• Problem description: Copy out the listing below, changing every "formatted sample" to "format guide" and leaving everything else as it is. Leave out the pictures.

• Extracted data:

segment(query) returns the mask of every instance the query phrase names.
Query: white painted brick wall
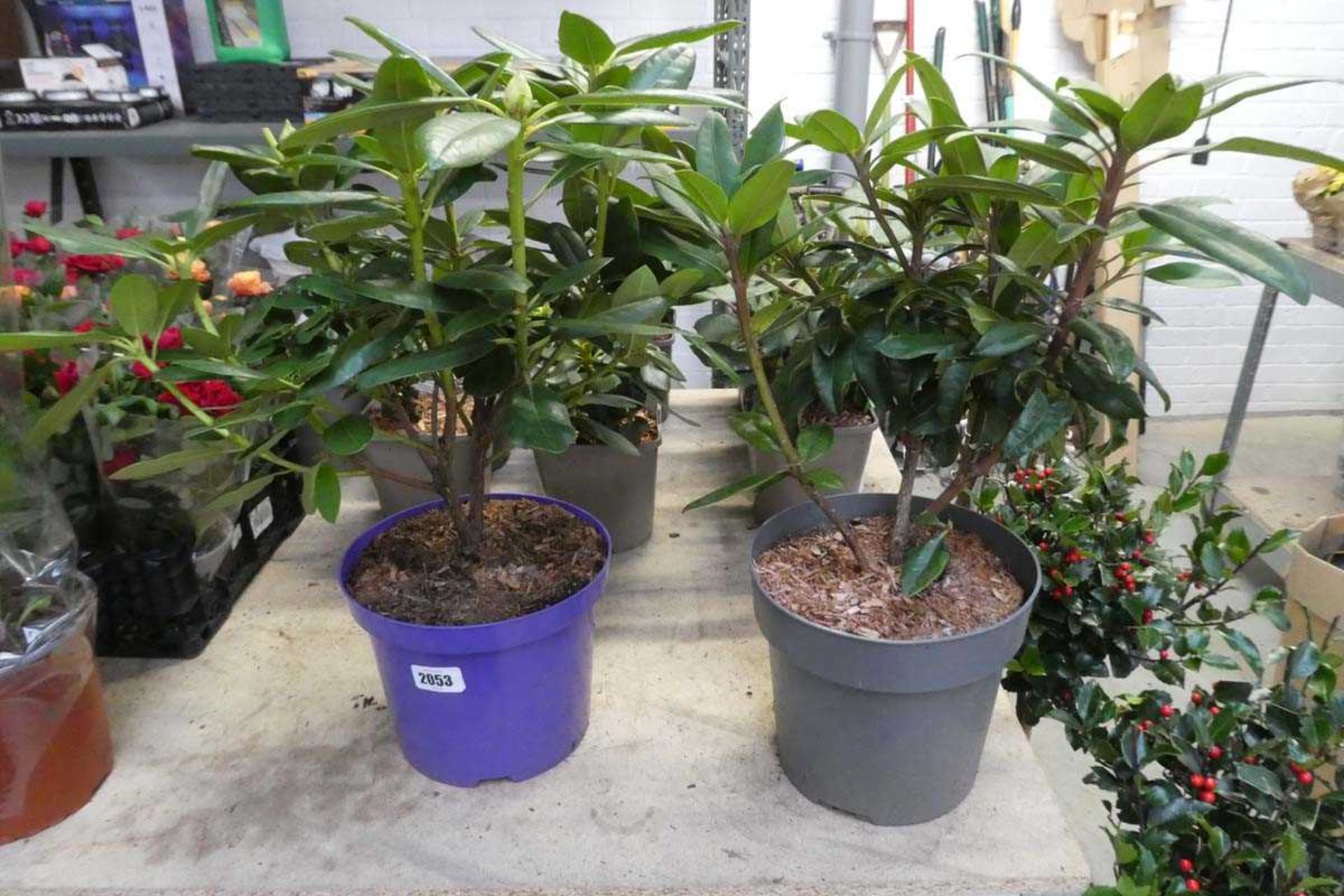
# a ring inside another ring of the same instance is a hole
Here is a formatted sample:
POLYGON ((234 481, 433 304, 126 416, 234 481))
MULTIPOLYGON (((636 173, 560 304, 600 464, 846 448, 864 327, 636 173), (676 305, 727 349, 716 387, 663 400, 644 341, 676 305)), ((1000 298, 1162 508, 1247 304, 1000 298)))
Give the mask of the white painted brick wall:
MULTIPOLYGON (((191 1, 194 43, 208 56, 204 7, 191 1)), ((751 110, 761 114, 786 99, 785 111, 798 116, 829 106, 835 56, 823 34, 836 27, 839 0, 758 0, 753 9, 751 110)), ((434 54, 465 54, 480 48, 470 34, 481 24, 540 50, 554 46, 560 8, 573 8, 603 23, 617 36, 657 31, 712 17, 710 0, 289 0, 290 42, 296 55, 320 55, 333 47, 372 50, 340 15, 358 15, 409 36, 434 54)), ((1077 44, 1059 30, 1055 4, 1024 0, 1019 60, 1046 79, 1064 74, 1090 77, 1091 67, 1077 44)), ((1185 0, 1172 15, 1172 70, 1185 78, 1212 74, 1222 35, 1224 0, 1185 0)), ((899 19, 903 0, 878 0, 878 17, 899 19)), ((976 48, 970 4, 919 0, 915 48, 933 52, 934 32, 948 28, 945 74, 969 121, 984 120, 980 62, 958 58, 976 48)), ((708 43, 700 48, 699 81, 710 79, 708 43)), ((1227 43, 1226 69, 1257 70, 1281 77, 1344 75, 1344 0, 1255 0, 1236 4, 1227 43)), ((876 93, 882 77, 874 60, 876 93)), ((1047 103, 1019 85, 1017 114, 1044 118, 1047 103)), ((1314 85, 1246 102, 1219 117, 1212 138, 1247 134, 1298 142, 1344 153, 1344 89, 1314 85)), ((818 156, 806 164, 825 164, 818 156)), ((163 212, 190 201, 200 176, 192 163, 99 161, 101 187, 112 214, 163 212)), ((1230 201, 1219 207, 1241 224, 1270 236, 1301 236, 1306 222, 1293 203, 1290 180, 1298 164, 1214 156, 1206 168, 1172 161, 1152 169, 1144 183, 1149 200, 1179 195, 1214 195, 1230 201)), ((12 203, 46 192, 46 165, 8 165, 12 203)), ((1169 387, 1175 414, 1222 414, 1231 402, 1236 368, 1245 351, 1259 296, 1257 286, 1230 290, 1188 290, 1149 282, 1148 301, 1167 320, 1146 336, 1152 364, 1169 387)), ((1344 406, 1344 309, 1320 300, 1298 308, 1279 305, 1265 365, 1251 408, 1255 411, 1336 410, 1344 406)))

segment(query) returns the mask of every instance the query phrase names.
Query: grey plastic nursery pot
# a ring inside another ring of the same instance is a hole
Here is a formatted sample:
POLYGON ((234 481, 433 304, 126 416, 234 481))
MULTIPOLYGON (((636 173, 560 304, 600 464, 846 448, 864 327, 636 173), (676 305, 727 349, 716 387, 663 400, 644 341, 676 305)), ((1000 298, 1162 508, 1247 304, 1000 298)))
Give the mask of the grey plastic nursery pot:
MULTIPOLYGON (((847 519, 892 513, 895 494, 832 498, 847 519)), ((915 513, 927 505, 915 498, 915 513)), ((970 793, 1003 668, 1017 653, 1040 587, 1031 548, 997 523, 953 506, 943 514, 1000 556, 1027 598, 980 631, 880 641, 827 629, 770 599, 755 559, 827 524, 813 504, 771 517, 751 539, 757 623, 770 642, 780 763, 808 799, 878 825, 917 825, 970 793)))
MULTIPOLYGON (((438 500, 425 457, 406 442, 375 438, 364 447, 364 461, 370 478, 374 480, 374 490, 378 492, 378 506, 384 514, 401 513, 438 500)), ((458 435, 453 446, 453 478, 465 489, 470 473, 472 443, 468 437, 458 435)), ((489 482, 491 469, 487 467, 487 488, 489 482)))
POLYGON ((571 445, 560 454, 534 451, 542 488, 583 508, 612 535, 612 551, 629 551, 653 535, 653 502, 663 439, 640 446, 640 455, 606 445, 571 445))
MULTIPOLYGON (((868 447, 872 445, 872 434, 876 423, 863 426, 835 427, 836 441, 831 450, 823 454, 816 466, 825 467, 840 474, 844 486, 828 494, 847 494, 857 492, 863 485, 863 469, 868 465, 868 447)), ((784 469, 784 458, 778 454, 766 454, 755 447, 747 446, 749 462, 753 473, 773 473, 784 469)), ((751 512, 757 523, 765 523, 780 510, 802 504, 808 500, 802 489, 792 478, 775 482, 767 489, 757 492, 751 504, 751 512)))

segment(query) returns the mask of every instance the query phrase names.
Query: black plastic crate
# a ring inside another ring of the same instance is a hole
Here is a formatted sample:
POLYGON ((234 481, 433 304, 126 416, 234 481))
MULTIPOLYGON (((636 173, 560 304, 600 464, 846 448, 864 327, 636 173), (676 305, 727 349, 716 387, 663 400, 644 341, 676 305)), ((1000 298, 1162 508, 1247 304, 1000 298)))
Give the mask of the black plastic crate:
POLYGON ((134 553, 97 548, 86 552, 81 568, 98 584, 98 656, 199 656, 304 516, 301 480, 277 476, 242 504, 233 547, 204 583, 195 574, 191 544, 164 544, 134 553))
POLYGON ((202 121, 304 120, 306 83, 298 70, 310 62, 206 62, 192 73, 196 117, 202 121))

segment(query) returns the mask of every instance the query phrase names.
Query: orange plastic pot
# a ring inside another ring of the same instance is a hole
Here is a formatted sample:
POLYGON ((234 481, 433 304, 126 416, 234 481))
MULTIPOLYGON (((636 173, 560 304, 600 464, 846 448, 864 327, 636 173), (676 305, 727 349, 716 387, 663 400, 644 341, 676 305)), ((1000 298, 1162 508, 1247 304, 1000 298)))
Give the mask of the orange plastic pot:
POLYGON ((77 811, 112 771, 112 732, 87 618, 0 670, 0 844, 77 811))

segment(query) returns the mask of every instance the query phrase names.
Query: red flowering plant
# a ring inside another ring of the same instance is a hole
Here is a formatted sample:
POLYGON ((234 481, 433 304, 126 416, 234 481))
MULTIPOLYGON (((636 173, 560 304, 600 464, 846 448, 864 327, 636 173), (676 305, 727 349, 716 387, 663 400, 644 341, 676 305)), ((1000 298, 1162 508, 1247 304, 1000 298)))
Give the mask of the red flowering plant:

• Result:
segment(query) returns the mask of every instance the query phrase names.
Query: white painted brick wall
# a ring inside another ring of the same instance is a hole
Here is a format guide:
POLYGON ((234 481, 433 304, 126 416, 234 481))
MULTIPOLYGON (((636 173, 560 304, 600 464, 846 448, 864 327, 636 173), (676 305, 727 349, 716 387, 663 400, 644 341, 676 305)), ((1000 298, 1162 508, 1247 304, 1000 298)))
Give the mask of the white painted brick wall:
MULTIPOLYGON (((191 1, 194 43, 208 56, 204 7, 191 1)), ((751 110, 761 114, 786 99, 785 111, 798 116, 829 106, 835 56, 823 34, 836 27, 839 0, 758 0, 753 9, 751 110)), ((434 54, 465 54, 480 48, 470 34, 481 24, 540 50, 554 46, 560 8, 573 8, 603 23, 617 36, 657 31, 712 17, 710 0, 289 0, 290 42, 296 55, 320 55, 333 47, 372 50, 340 15, 358 15, 409 36, 434 54)), ((1077 44, 1059 30, 1055 4, 1024 0, 1019 60, 1046 79, 1064 74, 1090 77, 1091 67, 1077 44)), ((1185 0, 1172 15, 1172 70, 1185 78, 1212 74, 1222 35, 1224 0, 1185 0)), ((899 19, 903 0, 878 0, 878 17, 899 19)), ((976 48, 970 4, 919 0, 915 48, 933 52, 934 32, 948 28, 945 74, 969 121, 984 120, 980 62, 958 58, 976 48)), ((708 43, 700 48, 699 81, 710 79, 708 43)), ((1227 43, 1226 69, 1257 70, 1281 77, 1344 75, 1344 0, 1255 0, 1236 4, 1227 43)), ((876 93, 882 77, 874 60, 876 93)), ((1047 103, 1019 85, 1017 114, 1044 118, 1047 103)), ((1314 85, 1246 102, 1219 117, 1212 138, 1247 134, 1298 142, 1344 153, 1344 89, 1314 85)), ((818 156, 806 164, 825 164, 818 156)), ((163 212, 190 201, 200 176, 192 163, 99 161, 101 187, 112 214, 163 212)), ((1230 201, 1219 207, 1241 224, 1270 236, 1301 236, 1306 222, 1293 203, 1290 180, 1298 164, 1214 156, 1206 168, 1172 161, 1152 169, 1144 183, 1149 200, 1179 195, 1214 195, 1230 201)), ((12 203, 46 192, 46 165, 8 165, 12 203)), ((1169 387, 1175 414, 1222 414, 1231 402, 1236 368, 1245 351, 1259 296, 1257 286, 1230 290, 1188 290, 1149 282, 1148 301, 1167 320, 1146 336, 1152 364, 1169 387)), ((1344 406, 1344 309, 1320 300, 1298 308, 1279 305, 1265 365, 1251 408, 1255 411, 1336 410, 1344 406)))

segment(query) returns the mask of every instance the query phrase names.
Query: grey plastic nursery pot
# a ring inside another ring of the same instance is a hole
Here is a format guide:
POLYGON ((234 481, 433 304, 126 416, 234 481))
MULTIPOLYGON (((636 173, 560 304, 600 464, 846 448, 864 327, 636 173), (676 305, 727 349, 716 387, 663 400, 644 341, 676 305)), ((1000 298, 1162 508, 1247 304, 1000 298)))
Give the mask of the grey plastic nursery pot:
MULTIPOLYGON (((847 519, 892 513, 895 494, 832 498, 847 519)), ((915 513, 927 505, 915 498, 915 513)), ((970 793, 1003 668, 1017 653, 1040 587, 1031 548, 997 523, 953 506, 943 514, 1000 556, 1027 598, 980 631, 880 641, 827 629, 770 599, 755 559, 827 524, 813 504, 771 517, 751 539, 757 623, 770 642, 780 763, 808 799, 878 825, 917 825, 970 793)))
MULTIPOLYGON (((438 500, 425 457, 406 442, 375 438, 364 447, 364 461, 370 478, 374 480, 374 490, 378 492, 378 506, 384 514, 401 513, 438 500)), ((458 435, 453 446, 453 478, 465 489, 470 473, 472 443, 468 437, 458 435)), ((489 482, 491 469, 487 467, 487 488, 489 482)))
POLYGON ((571 445, 560 454, 534 451, 542 488, 583 508, 612 535, 612 551, 629 551, 653 535, 653 502, 663 439, 640 446, 640 455, 606 445, 571 445))
MULTIPOLYGON (((868 447, 872 445, 872 434, 876 423, 863 426, 835 427, 836 441, 831 450, 823 454, 816 466, 825 467, 840 474, 844 486, 828 494, 847 494, 857 492, 863 485, 863 469, 868 465, 868 447)), ((784 469, 784 458, 778 454, 766 454, 755 447, 747 446, 749 462, 753 473, 773 473, 784 469)), ((751 512, 757 523, 765 523, 780 510, 802 504, 808 500, 802 489, 792 478, 775 482, 767 489, 757 492, 751 504, 751 512)))

segment(query) returns the mask of every instance the query phrase names.
Query: black plastic crate
# a ring inside another ring of the same instance is a hole
Here is a format guide:
POLYGON ((234 481, 433 304, 126 416, 234 481))
MULTIPOLYGON (((636 173, 560 304, 600 464, 846 448, 864 327, 636 173), (676 305, 727 349, 716 387, 663 400, 644 341, 676 305)), ((1000 298, 1162 508, 1247 304, 1000 298)))
Give the mask of the black plastic crate:
POLYGON ((134 553, 97 548, 86 552, 81 568, 98 584, 98 656, 199 656, 304 516, 301 480, 277 476, 242 504, 233 547, 204 583, 195 574, 191 544, 164 544, 134 553))
POLYGON ((202 121, 304 120, 306 83, 298 70, 310 62, 206 62, 192 73, 196 117, 202 121))

segment(query) returns the mask of every instance the query phrase names.
Query: orange plastic pot
# a ring inside another ring of the same instance is a hole
Here is a format guide:
POLYGON ((234 481, 433 304, 126 416, 234 481))
MULTIPOLYGON (((636 173, 560 304, 600 464, 846 448, 864 327, 636 173), (676 305, 727 349, 716 387, 663 400, 644 341, 676 305)), ((1000 298, 1162 508, 1247 304, 1000 298)))
Give the mask of the orange plastic pot:
POLYGON ((77 811, 112 771, 112 732, 87 618, 0 670, 0 844, 77 811))

segment(query) returns the mask of every instance the query phrase names.
Query: red flowering plant
# a ring inside another ring of the same instance is a hole
Here is a format guide:
POLYGON ((234 481, 433 304, 126 416, 234 481))
MULTIPOLYGON (((636 173, 560 304, 600 464, 846 448, 864 327, 636 173), (676 305, 727 349, 716 387, 663 400, 644 341, 676 305)), ((1000 298, 1162 508, 1247 304, 1000 298)))
Give the mask of the red flowering plant:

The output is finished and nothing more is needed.